_Set exercise 1_
Transcribe the passage of the blog post on singleness between "Do I have faith that" and "of Jeremiah 29:11?", inclusive.

Through my singleness I have gotten to draw near to God when nothing else was near.  I have learned a dependency upon Christ through necessity.  I have been able to serve the Lord with my time and finances that is often not available to those whom are married.  Through this time I have gotten to fully love children that are not my own as if they were.  I have been able to help and encourage others in their marriages with biblical advice because all I know of marriage is what scripture says.  I have been able to encourage singles that God adores them when sometimes it feels no one on earth does.  Through this time God has taught me that I am not who I am based upon what I am.  Meaning that even though I'm not a wife and mom, I am still His child and that's where I need to base my security and acceptance.  Through this time God has used many different people to provide the daily love, encouragement and physical help a single girl has.  I don't have to fix things that are broken, God takes care of those things.  Granted, I've had the time to learn how to fix lots of things.  When major things happen He has provided major manly hands to help out.  The list could go on and on...

For much of my time being single my eyes were to full of frustration and anger at God to see the wonderful things He had in store for me.  I rejoice now that I am joyful more often than frustrated.  Notice, I didn't remove the fact that I do still get frustrated.  I do think that I'm more often OK then days where I am completely not ok.  

God is God.  God knows my heart and loves my heart.  The bottom line really is...  

Do I have faith that God will take care of me?  Do I have faith God will provide for me physically, spiritually, and emotionally?  Do I have faith and believe God's plans are better than mine?  Do I have faith and believe His promise of Jeremiah 29:11?  

I do believe one day I'll post a picture of a boyfriend I didn't have to grow, but I will be able to write about how God's hands grew a man just for me.  Ok, maybe a little selfish to say just for ME.  But you get my point.  I look forward to writing how God's word stretched him through time and how the living water of Christ was what satisfied his soul.  

Nope, I have no clue how God's going to do it in these hills of Tennessee but I believe He will.  Not simply to meet my desire for marriage, but in the greater scheme of things to meet His desire in furthering the Kingdom.  Through a Christ centered marriage and children who desire to serve the Lord in all that they do.  

Feel free to join me in praying for this man who will be posted on this blog one day.  Not just that he would hurry up and find Benton, TN.  More importantly though that he remain steadfast in God's word and obedient to God's voice.

_Set exercise 2_
How many lines of the records below contain the string "window"? Reply with the number alone.

_Given data_

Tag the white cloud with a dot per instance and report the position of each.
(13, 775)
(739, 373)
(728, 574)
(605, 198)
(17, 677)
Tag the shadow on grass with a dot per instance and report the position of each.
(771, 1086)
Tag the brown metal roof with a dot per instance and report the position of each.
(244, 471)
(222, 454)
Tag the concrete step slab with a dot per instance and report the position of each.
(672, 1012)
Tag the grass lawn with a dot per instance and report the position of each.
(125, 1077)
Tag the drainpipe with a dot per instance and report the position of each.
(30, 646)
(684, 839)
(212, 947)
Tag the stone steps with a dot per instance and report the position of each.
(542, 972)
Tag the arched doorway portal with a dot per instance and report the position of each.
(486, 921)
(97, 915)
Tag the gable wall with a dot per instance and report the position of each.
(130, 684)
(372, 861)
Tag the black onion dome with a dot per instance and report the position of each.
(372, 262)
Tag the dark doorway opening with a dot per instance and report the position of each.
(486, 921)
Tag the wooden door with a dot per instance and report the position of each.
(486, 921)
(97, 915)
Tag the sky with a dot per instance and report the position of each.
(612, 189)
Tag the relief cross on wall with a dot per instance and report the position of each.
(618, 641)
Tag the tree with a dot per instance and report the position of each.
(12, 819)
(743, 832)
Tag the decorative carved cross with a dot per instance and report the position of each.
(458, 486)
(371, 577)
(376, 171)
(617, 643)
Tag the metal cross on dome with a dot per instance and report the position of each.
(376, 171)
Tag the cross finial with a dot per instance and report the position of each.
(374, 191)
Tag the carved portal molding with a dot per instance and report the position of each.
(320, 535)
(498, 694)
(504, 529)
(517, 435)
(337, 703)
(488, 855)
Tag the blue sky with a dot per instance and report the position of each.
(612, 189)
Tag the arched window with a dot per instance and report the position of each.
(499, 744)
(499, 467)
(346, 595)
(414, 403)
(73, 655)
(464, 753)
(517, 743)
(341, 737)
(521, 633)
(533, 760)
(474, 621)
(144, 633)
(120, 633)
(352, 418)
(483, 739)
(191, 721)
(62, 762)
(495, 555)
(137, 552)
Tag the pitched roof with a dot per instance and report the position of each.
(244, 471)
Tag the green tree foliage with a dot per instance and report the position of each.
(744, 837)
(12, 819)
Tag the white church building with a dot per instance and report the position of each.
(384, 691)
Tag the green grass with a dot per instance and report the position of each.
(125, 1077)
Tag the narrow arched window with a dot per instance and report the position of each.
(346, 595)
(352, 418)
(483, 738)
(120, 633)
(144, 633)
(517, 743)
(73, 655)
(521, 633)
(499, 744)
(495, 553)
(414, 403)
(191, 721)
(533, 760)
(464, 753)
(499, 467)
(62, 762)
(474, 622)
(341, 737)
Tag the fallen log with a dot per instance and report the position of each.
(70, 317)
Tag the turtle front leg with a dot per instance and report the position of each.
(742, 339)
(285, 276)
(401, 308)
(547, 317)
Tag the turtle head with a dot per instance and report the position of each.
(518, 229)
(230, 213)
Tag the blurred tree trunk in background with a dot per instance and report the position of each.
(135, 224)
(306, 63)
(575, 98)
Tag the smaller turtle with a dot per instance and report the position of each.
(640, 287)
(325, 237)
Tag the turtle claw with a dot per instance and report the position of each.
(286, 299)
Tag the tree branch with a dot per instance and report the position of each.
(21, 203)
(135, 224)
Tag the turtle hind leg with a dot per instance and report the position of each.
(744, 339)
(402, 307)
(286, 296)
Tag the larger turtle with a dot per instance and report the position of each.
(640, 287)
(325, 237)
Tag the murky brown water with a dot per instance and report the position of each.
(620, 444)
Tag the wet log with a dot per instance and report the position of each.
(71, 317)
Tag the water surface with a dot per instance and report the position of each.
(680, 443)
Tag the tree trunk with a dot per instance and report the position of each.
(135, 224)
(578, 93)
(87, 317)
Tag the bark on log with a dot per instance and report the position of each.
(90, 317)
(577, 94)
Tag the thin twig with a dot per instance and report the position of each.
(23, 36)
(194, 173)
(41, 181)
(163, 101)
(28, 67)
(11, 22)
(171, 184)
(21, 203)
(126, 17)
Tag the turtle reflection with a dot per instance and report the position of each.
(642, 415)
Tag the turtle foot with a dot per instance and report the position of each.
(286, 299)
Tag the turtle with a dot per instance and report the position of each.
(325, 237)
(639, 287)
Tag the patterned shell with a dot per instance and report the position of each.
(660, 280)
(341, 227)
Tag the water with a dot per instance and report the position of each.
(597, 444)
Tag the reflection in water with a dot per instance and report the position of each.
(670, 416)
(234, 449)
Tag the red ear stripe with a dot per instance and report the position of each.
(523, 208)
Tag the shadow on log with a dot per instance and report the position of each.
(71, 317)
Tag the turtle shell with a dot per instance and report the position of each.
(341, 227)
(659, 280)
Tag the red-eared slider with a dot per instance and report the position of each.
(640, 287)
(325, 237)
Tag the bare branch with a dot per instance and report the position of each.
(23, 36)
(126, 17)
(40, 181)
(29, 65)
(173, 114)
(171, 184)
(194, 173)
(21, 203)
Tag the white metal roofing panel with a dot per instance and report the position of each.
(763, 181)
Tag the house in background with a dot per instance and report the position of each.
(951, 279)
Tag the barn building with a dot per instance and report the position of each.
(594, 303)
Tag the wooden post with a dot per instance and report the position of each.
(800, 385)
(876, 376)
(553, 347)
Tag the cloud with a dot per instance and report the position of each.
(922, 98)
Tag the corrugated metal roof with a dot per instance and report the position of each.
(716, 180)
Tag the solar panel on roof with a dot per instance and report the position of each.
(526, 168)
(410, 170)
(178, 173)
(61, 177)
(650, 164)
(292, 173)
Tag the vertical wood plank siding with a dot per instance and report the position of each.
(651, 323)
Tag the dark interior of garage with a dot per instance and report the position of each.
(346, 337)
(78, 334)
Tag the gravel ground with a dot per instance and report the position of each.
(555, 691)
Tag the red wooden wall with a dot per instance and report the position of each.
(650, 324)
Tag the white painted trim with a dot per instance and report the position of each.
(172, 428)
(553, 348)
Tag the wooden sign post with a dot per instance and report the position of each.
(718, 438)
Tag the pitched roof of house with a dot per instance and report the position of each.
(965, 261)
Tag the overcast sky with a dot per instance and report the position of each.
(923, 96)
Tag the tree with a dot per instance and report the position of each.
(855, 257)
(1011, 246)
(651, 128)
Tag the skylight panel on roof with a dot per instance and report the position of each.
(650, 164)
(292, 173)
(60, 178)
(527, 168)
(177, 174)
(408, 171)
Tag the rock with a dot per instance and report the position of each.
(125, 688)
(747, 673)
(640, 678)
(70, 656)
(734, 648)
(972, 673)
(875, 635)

_Final answer 1_
Do I have faith that God will take care of me?  Do I have faith God will provide for me physically, spiritually, and emotionally?  Do I have faith and believe God's plans are better than mine?  Do I have faith and believe His promise of Jeremiah 29:11?

_Final answer 2_
2